§ ACTION ITEM: Copy every entry below verbatim, except for images.

§ RECORDS FOR THIS TASK:

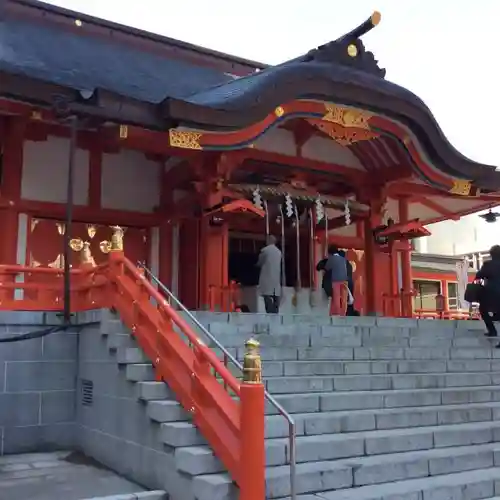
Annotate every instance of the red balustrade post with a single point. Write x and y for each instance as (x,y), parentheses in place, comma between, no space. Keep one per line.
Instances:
(252,448)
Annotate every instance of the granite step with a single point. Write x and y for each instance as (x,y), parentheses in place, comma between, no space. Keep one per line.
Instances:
(310,424)
(314,477)
(471,485)
(286,385)
(354,403)
(304,368)
(362,400)
(327,447)
(329,353)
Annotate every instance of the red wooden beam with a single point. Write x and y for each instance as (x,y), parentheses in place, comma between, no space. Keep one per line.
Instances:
(405,230)
(436,207)
(44,209)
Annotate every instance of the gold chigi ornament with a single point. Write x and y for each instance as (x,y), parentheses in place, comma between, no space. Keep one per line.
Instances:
(252,364)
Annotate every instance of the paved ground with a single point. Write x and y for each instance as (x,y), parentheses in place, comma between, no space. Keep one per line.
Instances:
(58,475)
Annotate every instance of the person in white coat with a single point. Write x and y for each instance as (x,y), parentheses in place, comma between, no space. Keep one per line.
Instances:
(270,275)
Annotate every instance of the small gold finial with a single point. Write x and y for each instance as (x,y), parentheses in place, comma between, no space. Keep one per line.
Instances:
(252,363)
(376,17)
(76,244)
(117,239)
(279,111)
(352,50)
(86,255)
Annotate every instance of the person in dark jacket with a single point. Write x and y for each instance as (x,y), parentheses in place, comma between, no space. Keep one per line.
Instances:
(489,301)
(350,284)
(326,283)
(334,269)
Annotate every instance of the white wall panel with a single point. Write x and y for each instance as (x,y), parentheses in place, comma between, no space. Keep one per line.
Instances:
(130,182)
(45,172)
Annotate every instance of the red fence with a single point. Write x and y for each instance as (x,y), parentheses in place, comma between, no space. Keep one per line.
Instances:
(229,414)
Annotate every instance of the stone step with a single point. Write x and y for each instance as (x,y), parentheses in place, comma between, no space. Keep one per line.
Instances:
(113,325)
(148,391)
(314,477)
(287,385)
(471,485)
(141,495)
(130,355)
(336,421)
(328,353)
(316,336)
(382,419)
(166,411)
(140,372)
(116,340)
(245,319)
(362,400)
(310,424)
(298,368)
(326,447)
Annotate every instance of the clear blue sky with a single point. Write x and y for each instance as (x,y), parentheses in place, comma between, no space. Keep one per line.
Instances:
(446,51)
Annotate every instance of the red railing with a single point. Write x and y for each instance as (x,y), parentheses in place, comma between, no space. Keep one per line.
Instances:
(398,305)
(234,427)
(224,298)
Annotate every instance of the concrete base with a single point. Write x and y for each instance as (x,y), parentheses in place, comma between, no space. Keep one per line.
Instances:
(63,475)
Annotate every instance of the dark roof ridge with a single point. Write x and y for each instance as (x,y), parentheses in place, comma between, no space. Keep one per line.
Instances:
(136,32)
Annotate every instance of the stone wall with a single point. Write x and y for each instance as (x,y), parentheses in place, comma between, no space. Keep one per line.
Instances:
(37,385)
(114,428)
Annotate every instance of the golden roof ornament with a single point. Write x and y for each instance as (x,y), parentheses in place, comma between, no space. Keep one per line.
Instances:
(252,363)
(117,239)
(86,255)
(349,50)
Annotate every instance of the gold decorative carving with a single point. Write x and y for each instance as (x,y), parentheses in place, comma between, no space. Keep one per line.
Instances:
(117,239)
(461,187)
(86,255)
(58,262)
(123,131)
(76,244)
(347,117)
(185,139)
(252,363)
(345,136)
(105,246)
(352,50)
(279,111)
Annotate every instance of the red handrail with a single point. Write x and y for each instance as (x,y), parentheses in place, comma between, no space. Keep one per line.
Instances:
(203,385)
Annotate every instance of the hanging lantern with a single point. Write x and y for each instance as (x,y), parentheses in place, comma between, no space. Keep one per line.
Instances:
(288,205)
(257,199)
(320,210)
(347,213)
(385,213)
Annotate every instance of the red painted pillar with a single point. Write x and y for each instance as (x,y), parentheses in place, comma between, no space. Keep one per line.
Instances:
(166,253)
(406,274)
(374,276)
(214,276)
(10,188)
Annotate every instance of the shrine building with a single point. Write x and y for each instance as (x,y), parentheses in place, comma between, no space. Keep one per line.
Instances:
(199,155)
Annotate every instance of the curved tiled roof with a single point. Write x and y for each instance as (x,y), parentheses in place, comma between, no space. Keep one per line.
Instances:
(59,56)
(177,92)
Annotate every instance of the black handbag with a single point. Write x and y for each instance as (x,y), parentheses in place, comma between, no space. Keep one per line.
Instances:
(473,292)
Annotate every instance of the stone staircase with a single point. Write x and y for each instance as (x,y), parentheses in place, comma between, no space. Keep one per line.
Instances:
(385,409)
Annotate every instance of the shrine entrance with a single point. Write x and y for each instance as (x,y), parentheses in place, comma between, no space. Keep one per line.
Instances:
(45,246)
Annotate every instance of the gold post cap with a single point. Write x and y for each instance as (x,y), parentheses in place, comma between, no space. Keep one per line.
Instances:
(117,239)
(376,17)
(252,343)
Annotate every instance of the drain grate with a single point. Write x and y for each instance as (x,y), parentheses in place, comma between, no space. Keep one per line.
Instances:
(87,392)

§ FINAL ANSWER:
Annotate every instance of the red balustrade post with a single point. Write x and y for each instance as (x,y), parentheses in place, comma between, no space. Keep one per line.
Instances:
(252,448)
Annotate every instance of the granite step with a single point. Write x and y for each instance as (x,y), parentheses in place, comma between, no space. Keep one per line.
Instances:
(310,424)
(314,477)
(471,485)
(286,385)
(354,403)
(304,368)
(362,400)
(327,447)
(329,353)
Annotate every instance of the red wooden beam with a single point. Write x and y for each instance as (x,y), parentheses in place, comma between, no space. Keep one per line.
Instances:
(405,230)
(436,207)
(44,209)
Annotate every instance of the gold chigi ornament with a single point. Write x and y for each instance as (x,y), parentheses in place, comma between, no space. Keep one per line.
Instances:
(252,364)
Annotate every instance of the paved ground with a single point. Write x and y for each instance as (x,y), parentheses in place, comma between, no space. Keep one per line.
Instances:
(58,475)
Annotate every instance of the person in white coat with a single point. Write x and y for each instance as (x,y), parentheses in place, comma between, no space. Keep one per line.
Instances:
(270,275)
Annotate every instance of the small gold finial with a single point. Write x and y for each instance as (x,y), parentheses in place, comma between, no space. Keep one per line.
Instances:
(252,363)
(376,17)
(76,244)
(117,239)
(279,111)
(352,50)
(86,255)
Annotate every instance of the person in dark jacket with a single point. Write x and y for each instance as (x,y), parentheses in place, comma between, no space. Keep one per line.
Instances:
(489,301)
(350,284)
(326,283)
(334,269)
Annotate every instance of the white wall panel with a single point. Write x and y for each instance as (x,y), parentheses in place, comma between, no space. Keep one per line.
Instances:
(130,182)
(45,172)
Annotate every instance of the red fence with a single point. Write x and y for each instance as (x,y), parentheses in place, comma between, no space. Keep one per line.
Instances:
(229,414)
Annotate every instance of the stone step with a single point. Write x and y for each instance as (x,y), parentheses in place, comma between, no space. Keep one per line.
Instances:
(113,325)
(148,391)
(314,477)
(287,385)
(471,485)
(141,495)
(130,355)
(336,421)
(328,353)
(316,336)
(382,419)
(166,411)
(140,372)
(116,340)
(245,319)
(362,400)
(310,424)
(298,368)
(326,447)
Annotate every instance of the clear blue sky with a single point. Write x and y for each instance as (x,y), parentheses in place, comma between, no space. Keep one per line.
Instances:
(446,51)
Annotate every instance of the red railing with a single point. Write x and y for each instance as (x,y), parentheses in place, comma between, no space. Keep one per line.
Instances:
(398,305)
(234,427)
(224,298)
Annotate every instance of the concrete base with a single point. Write x and y for each instance as (x,y), parentheses in place, comma between, no space. Keep one per line.
Instances:
(63,475)
Annotate every instance of the dark roof ridge with a single point. Write x and y for each instance as (x,y), parentheses in place, comma between, no space. Keep one per line.
Instances:
(136,32)
Annotate every instance of the stone wall with a single point. Write x and y for each instance as (x,y), parentheses in place, comma between, no space. Keep one per line.
Instances:
(37,385)
(114,428)
Annotate every instance of the golden roof ornament with a single point. Write x and y for each instance as (x,y), parentheses in place, comma between, no space. Keep one per line.
Instances:
(252,363)
(117,239)
(86,255)
(349,50)
Annotate every instance of the gold decorative carving with a single point. Write x and y for each instance as (x,y), parentheses in place, comma between, no space. Keep one per line.
Instances:
(117,239)
(461,187)
(86,255)
(58,262)
(123,131)
(76,244)
(347,117)
(185,139)
(252,363)
(345,136)
(105,246)
(352,50)
(279,111)
Annotate every instance of the red handrail with a single point. Write x and y for each instance as (x,y), parentheses in place, comma between, no space. Keep one per line.
Instances:
(203,385)
Annotate every instance of the hanging lantern with a single point. Write x and y for each instance as (x,y), parentheses in place, comma between, no space. Keep one per line.
Instances:
(288,205)
(257,199)
(320,210)
(347,213)
(385,213)
Annotate every instance of the red painted pillar with a single point. Write x and y for each instance as (x,y), parentheses in place, comma between, no space. Keep one per line.
Instances:
(166,253)
(406,274)
(374,276)
(214,276)
(10,188)
Annotate every instance of the shrine building with a single point. Write x and y for each instance as (x,y), parentheses in place, comma between, no space. Keep one per line.
Instances:
(199,155)
Annotate every instance of the curved tiled roof with a single point. Write x and y for each instance as (x,y), parentheses in place, comma between, no space. Keep one per line.
Instances:
(59,56)
(177,92)
Annotate every instance of the black handbag with a single point. Write x and y for each instance as (x,y), parentheses in place, comma between, no space. Keep one per line.
Instances:
(473,292)
Annotate every instance of the stone staircase with a single point. Write x and y for each instance as (x,y), parentheses in place, comma between, no space. Keep one per line.
Instances:
(385,409)
Annotate every instance of the shrine entrance with a single point. Write x and y for each instance as (x,y), parentheses in place, comma between, no space. Keep one per line.
Instances:
(45,246)
Annotate every instance of the gold post cap with a single point. Write x and y for each instance as (x,y), parentheses in place, comma between, no space. Keep one per line.
Instances:
(117,239)
(376,17)
(252,343)
Annotate every instance of the drain grate with a single point. Write x and y for each instance as (x,y), parentheses in place, comma between, no space. Keep one per line.
Instances:
(87,392)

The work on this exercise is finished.